Source extract:

Foucault's work engages important questions and blind spots in Marxism and critical theory. Foucault has refined our gaze on social reality. And he has demonstrated how institutions - such as schools, prisons and hospitals - and the knowledge produced in and about such institutions are "directed towards the society as a whole" and hence linked to a more general project (Foucault, 2007: 117). To acknowledge this is also to acknowledge that we should try not to lose ourselves in the truisms of our immediate activities, practices and institutions. To see how the order of, for example, psychology also contributes to the coordination of techniques in childcare, welfare, politics, law, bio-medicine, management and so on, we must learn to de-centre our understandings of the problems, functions and objects we engage in, in our institutions and everyday practices.

To my mind, Foucault's work invites critical inquiry that pays more attention to contextual aspects and, with a little ingenuity, to people's situated practices and everyday-life. Nevertheless, I will try to present an alternative approach to these aspects in this article, returning, in a way, to Marx. This is motivated by an impression that Foucault's work brings us forward, but also too far away from some of Marx's important insights. My reservation concerns the completeness of Foucault's methods and way of theorizing in relation to psychology; its weak interest in divisions of labour and the circumstances surrounding production, and more specifically the lack of a concept of "agency" in his work.

Dataset records:
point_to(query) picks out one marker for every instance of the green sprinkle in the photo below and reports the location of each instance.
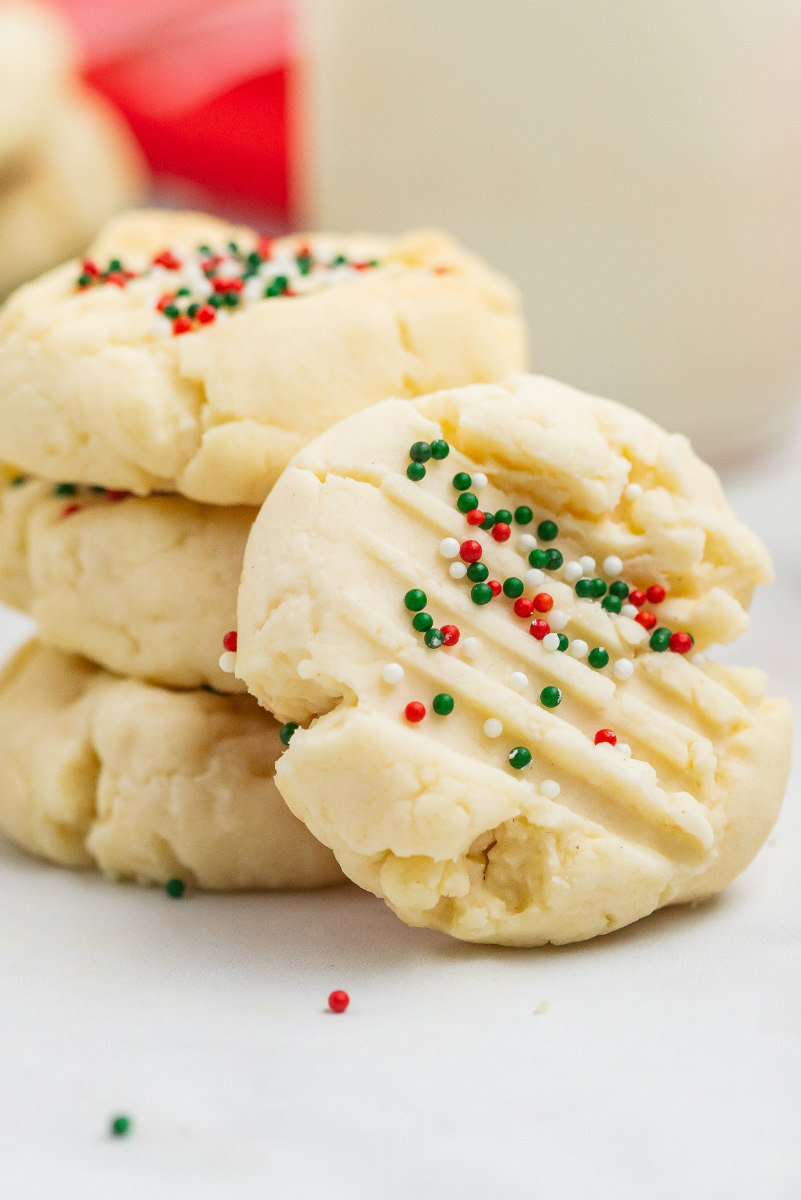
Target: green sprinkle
(415, 599)
(519, 757)
(467, 502)
(660, 639)
(481, 593)
(477, 573)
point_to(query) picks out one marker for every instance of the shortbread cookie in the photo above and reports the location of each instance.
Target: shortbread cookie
(36, 58)
(83, 168)
(482, 604)
(185, 354)
(145, 783)
(144, 586)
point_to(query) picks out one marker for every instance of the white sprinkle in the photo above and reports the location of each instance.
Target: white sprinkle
(558, 619)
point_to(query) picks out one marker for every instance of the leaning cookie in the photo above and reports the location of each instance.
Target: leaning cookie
(82, 169)
(143, 586)
(144, 783)
(186, 354)
(488, 606)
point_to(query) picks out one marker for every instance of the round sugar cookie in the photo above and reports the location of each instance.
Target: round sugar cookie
(83, 168)
(36, 59)
(480, 607)
(144, 586)
(144, 783)
(186, 354)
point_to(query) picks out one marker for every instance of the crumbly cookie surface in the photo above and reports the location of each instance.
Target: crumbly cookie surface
(186, 354)
(145, 783)
(511, 730)
(143, 586)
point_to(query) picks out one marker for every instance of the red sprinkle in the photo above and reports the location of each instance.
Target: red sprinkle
(167, 259)
(470, 551)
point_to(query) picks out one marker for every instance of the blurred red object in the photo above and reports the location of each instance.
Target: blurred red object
(203, 84)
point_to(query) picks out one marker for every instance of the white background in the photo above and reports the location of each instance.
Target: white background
(667, 1065)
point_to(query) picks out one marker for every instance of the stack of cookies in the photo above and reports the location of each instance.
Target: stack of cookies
(150, 396)
(67, 161)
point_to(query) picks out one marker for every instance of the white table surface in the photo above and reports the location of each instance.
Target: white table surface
(667, 1065)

What is required: Reproduce the passage on Foucault and Marx above in full, word for word.

Reply:
Foucault's work engages important questions and blind spots in Marxism and critical theory. Foucault has refined our gaze on social reality. And he has demonstrated how institutions - such as schools, prisons and hospitals - and the knowledge produced in and about such institutions are "directed towards the society as a whole" and hence linked to a more general project (Foucault, 2007: 117). To acknowledge this is also to acknowledge that we should try not to lose ourselves in the truisms of our immediate activities, practices and institutions. To see how the order of, for example, psychology also contributes to the coordination of techniques in childcare, welfare, politics, law, bio-medicine, management and so on, we must learn to de-centre our understandings of the problems, functions and objects we engage in, in our institutions and everyday practices.

To my mind, Foucault's work invites critical inquiry that pays more attention to contextual aspects and, with a little ingenuity, to people's situated practices and everyday-life. Nevertheless, I will try to present an alternative approach to these aspects in this article, returning, in a way, to Marx. This is motivated by an impression that Foucault's work brings us forward, but also too far away from some of Marx's important insights. My reservation concerns the completeness of Foucault's methods and way of theorizing in relation to psychology; its weak interest in divisions of labour and the circumstances surrounding production, and more specifically the lack of a concept of "agency" in his work.